Instructions for the task:
Reproduce word for word the lines of the entries below, from the line containing "Would you mind pointing out the dark hiking" through the final line.

___ Data for this exercise ___

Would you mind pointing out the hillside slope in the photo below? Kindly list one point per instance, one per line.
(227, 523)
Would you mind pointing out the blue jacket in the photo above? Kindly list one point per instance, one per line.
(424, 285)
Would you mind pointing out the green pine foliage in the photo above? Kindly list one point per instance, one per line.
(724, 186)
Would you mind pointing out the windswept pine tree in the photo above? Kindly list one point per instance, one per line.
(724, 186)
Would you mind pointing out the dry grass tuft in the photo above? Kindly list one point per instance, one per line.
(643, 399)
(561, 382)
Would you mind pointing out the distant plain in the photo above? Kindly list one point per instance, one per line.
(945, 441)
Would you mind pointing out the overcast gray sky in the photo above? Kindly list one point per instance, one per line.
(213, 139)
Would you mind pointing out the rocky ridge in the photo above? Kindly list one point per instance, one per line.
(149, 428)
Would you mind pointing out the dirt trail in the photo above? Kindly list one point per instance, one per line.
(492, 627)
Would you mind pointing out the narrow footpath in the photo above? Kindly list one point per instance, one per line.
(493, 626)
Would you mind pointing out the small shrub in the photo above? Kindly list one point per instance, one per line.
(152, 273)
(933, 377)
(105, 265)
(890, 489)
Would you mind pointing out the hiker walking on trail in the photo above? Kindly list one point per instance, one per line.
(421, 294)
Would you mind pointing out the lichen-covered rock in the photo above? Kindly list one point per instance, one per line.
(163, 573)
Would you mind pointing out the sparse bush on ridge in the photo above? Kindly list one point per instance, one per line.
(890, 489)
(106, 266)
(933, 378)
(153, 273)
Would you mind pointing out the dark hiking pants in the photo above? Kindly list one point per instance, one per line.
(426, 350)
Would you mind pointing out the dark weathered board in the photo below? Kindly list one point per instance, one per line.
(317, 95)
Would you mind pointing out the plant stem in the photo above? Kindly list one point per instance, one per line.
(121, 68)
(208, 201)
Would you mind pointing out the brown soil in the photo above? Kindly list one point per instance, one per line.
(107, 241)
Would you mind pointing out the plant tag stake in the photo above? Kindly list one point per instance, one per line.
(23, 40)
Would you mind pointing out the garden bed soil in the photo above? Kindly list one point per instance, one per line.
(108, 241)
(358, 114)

___

The answer:
Would you mind pointing out the dark hiking pants in the photo above? Kindly list one point per instance, one per line.
(426, 350)
Would you mind pointing out the dark weathered board in the photo below? Kindly list one point per instance, one per line.
(317, 95)
Would you mind pointing out the plant stem in the photo above? Kindly list one point per instance, one per line.
(121, 68)
(208, 201)
Would you mind pointing out the brown soil in the photo above? Kindly list one point per instance, one per line.
(107, 241)
Would you mind pointing out the plant tag stake in the photo above? Kindly list one point per instance, one per line.
(23, 40)
Would you mind pointing out the garden bed soil in the photo above? Kindly list one point per instance, one per line.
(108, 241)
(358, 114)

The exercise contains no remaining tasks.